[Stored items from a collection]
________

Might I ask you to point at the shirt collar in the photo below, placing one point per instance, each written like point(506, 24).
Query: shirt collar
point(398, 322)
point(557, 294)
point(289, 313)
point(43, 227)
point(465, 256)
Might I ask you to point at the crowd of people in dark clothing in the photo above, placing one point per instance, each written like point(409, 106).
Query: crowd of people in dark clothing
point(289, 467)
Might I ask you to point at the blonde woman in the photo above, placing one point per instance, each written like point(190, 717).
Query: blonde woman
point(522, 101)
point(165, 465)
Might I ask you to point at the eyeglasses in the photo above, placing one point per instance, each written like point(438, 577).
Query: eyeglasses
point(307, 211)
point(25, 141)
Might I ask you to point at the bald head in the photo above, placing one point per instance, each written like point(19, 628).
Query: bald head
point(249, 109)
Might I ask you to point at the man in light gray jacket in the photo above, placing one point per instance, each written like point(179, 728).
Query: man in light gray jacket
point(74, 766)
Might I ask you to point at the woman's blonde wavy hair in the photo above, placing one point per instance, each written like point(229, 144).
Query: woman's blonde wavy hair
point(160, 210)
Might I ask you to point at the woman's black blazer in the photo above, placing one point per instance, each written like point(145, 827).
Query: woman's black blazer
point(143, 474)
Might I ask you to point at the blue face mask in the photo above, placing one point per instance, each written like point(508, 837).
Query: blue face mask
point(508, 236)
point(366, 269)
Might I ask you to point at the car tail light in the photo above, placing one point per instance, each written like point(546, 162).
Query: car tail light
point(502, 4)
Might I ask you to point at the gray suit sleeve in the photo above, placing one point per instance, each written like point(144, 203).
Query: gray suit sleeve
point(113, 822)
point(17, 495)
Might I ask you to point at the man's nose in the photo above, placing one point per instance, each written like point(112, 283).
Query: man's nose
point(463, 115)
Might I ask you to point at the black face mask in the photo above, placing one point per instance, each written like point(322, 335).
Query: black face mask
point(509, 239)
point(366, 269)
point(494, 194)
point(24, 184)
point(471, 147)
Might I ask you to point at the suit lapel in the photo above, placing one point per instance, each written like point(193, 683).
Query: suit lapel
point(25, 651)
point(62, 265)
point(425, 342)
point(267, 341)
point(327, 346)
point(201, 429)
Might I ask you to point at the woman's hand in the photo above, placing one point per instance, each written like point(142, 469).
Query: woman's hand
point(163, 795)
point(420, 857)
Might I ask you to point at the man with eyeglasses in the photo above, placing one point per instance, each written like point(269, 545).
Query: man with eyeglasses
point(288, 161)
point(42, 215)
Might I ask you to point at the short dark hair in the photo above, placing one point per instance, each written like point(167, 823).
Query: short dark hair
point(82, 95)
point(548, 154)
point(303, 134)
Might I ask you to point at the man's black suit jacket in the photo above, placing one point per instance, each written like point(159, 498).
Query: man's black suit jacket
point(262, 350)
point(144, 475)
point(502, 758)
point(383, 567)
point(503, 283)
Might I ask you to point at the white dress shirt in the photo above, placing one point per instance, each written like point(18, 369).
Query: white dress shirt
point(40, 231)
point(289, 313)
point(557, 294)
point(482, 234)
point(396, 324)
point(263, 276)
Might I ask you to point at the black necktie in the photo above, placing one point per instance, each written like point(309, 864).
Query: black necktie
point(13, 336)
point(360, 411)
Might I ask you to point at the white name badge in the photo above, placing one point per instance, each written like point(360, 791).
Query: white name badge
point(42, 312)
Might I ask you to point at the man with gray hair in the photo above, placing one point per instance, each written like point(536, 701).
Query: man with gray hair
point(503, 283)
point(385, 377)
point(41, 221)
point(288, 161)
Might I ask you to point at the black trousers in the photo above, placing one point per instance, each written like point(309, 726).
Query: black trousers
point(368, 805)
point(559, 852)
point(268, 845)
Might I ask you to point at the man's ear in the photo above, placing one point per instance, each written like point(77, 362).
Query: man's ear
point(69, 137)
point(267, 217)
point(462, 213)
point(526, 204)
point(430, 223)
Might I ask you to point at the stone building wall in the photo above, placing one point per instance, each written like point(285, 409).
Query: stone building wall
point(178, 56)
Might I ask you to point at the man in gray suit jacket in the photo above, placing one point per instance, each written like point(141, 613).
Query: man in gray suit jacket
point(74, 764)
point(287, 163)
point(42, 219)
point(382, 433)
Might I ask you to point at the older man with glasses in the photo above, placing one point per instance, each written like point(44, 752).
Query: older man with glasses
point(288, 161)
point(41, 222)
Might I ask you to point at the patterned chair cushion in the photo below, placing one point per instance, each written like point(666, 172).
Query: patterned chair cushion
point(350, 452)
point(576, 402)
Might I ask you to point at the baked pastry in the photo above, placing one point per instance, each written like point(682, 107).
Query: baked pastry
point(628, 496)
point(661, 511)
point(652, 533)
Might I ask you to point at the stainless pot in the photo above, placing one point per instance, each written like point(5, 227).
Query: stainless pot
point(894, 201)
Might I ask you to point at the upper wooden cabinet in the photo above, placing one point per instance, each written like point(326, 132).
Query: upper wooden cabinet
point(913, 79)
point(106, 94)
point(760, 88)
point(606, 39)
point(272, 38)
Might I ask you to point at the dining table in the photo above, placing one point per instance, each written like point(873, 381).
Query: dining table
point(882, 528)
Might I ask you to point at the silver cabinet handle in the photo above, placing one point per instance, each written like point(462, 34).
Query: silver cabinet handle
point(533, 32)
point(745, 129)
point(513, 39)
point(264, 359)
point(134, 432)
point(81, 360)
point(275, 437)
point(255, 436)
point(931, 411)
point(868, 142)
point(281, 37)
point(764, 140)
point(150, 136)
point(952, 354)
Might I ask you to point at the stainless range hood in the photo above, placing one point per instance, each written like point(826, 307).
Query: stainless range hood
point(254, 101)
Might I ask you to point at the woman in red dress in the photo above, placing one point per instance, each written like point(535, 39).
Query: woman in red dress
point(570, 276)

________

Above are the entries. Copy exactly the part that opens with the line containing "Might I ask you to point at the gray" and closes with the line containing "Might I ask you to point at the man's nose", and no more.

* EXERCISE OUTPUT:
Might I ask you to point at the gray suit sleeve in the photo above, placing one point per instance, each written like point(144, 203).
Query: gray suit sleeve
point(113, 822)
point(17, 495)
Might I ask you to point at the man's nose in the photo above, placing one point per instance, each written like point(112, 283).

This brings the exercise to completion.